# Provided records
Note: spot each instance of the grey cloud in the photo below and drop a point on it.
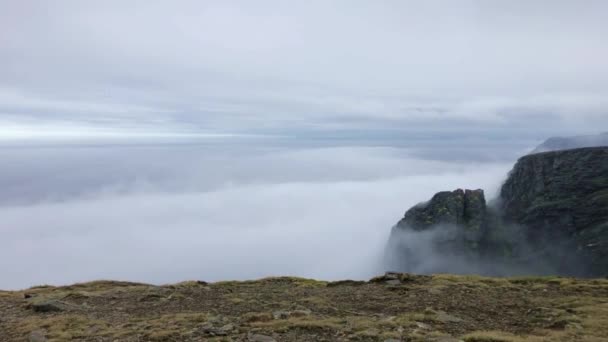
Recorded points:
(235, 66)
(164, 214)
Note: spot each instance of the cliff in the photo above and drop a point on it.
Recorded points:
(551, 217)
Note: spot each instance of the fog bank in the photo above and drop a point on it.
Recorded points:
(168, 215)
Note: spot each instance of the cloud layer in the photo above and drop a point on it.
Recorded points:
(313, 212)
(237, 67)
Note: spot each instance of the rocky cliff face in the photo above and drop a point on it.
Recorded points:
(551, 217)
(561, 198)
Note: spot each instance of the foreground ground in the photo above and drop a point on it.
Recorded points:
(389, 308)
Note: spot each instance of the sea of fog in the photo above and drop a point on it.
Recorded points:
(219, 209)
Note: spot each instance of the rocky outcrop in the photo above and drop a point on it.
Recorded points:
(464, 210)
(551, 217)
(561, 198)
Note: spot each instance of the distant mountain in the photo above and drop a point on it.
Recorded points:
(567, 143)
(551, 217)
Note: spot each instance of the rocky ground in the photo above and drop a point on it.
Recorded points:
(395, 307)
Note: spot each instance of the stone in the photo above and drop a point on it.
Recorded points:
(49, 306)
(260, 338)
(37, 336)
(444, 317)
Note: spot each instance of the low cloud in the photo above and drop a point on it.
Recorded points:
(313, 212)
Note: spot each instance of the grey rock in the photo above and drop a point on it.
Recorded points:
(37, 336)
(260, 338)
(49, 306)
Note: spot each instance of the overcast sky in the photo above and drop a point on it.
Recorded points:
(520, 68)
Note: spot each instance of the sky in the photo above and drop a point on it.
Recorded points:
(173, 140)
(518, 69)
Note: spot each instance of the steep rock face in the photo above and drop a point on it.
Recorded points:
(551, 217)
(561, 198)
(463, 208)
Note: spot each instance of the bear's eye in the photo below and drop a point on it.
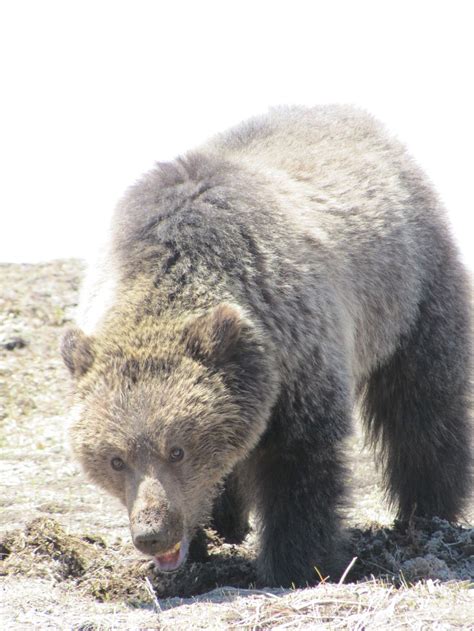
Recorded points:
(117, 463)
(176, 454)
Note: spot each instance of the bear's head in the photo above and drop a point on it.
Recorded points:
(164, 411)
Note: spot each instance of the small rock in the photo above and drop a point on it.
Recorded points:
(13, 343)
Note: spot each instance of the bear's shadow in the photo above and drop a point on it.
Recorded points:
(401, 554)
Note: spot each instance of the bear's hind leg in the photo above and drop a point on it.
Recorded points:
(416, 408)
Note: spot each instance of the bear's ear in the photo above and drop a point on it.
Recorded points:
(77, 352)
(215, 334)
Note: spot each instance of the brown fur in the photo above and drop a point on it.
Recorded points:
(249, 293)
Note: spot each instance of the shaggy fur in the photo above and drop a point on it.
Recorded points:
(250, 294)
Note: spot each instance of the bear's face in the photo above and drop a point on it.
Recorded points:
(161, 430)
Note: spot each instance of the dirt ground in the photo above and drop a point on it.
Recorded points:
(65, 555)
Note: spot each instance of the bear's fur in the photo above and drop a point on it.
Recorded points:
(251, 293)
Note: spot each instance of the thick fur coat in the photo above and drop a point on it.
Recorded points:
(251, 293)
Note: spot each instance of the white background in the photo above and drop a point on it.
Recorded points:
(92, 93)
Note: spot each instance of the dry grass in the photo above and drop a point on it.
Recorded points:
(65, 557)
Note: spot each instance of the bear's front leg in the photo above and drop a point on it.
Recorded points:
(298, 498)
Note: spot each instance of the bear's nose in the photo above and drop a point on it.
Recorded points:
(149, 542)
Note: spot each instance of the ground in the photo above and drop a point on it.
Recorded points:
(66, 560)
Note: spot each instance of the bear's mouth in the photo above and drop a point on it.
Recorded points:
(171, 560)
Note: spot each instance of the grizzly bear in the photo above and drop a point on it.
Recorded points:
(250, 294)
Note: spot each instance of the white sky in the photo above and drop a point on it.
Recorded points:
(92, 93)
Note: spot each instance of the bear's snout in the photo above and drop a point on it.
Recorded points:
(155, 532)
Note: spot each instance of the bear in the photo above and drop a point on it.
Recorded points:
(250, 295)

# Stated exercise
Transcribe the records above exactly, but only from the line that contains "Note: spot each instance of the bear's front" through their final line, inclusive.

# Solution to the problem
Note: spot each instance of the bear's front leg in the photo above and drop a point on it.
Recorded points:
(298, 498)
Note: spot each instance of the bear's nose in the photo above and drop a point on it.
Recorded points:
(149, 542)
Note: spot each instance of the ground in the photo above and drop a point on it.
Recorded points:
(66, 560)
Note: spot each instance of the bear's mouth in the photo above and drop a point on it.
Recorded points:
(171, 560)
Note: spot each instance of the grizzly bear in the photo above and drop a point on it.
Recorded points:
(250, 294)
Note: spot each instance of the white sky in the photo above and drop a point on it.
Recorded points:
(92, 93)
Note: spot each instance of the bear's snout in the photo above and drop a point on it.
Recorded points:
(155, 532)
Note: spot each instance of the bear in the photo above and drop a point on it.
Recorded points:
(250, 295)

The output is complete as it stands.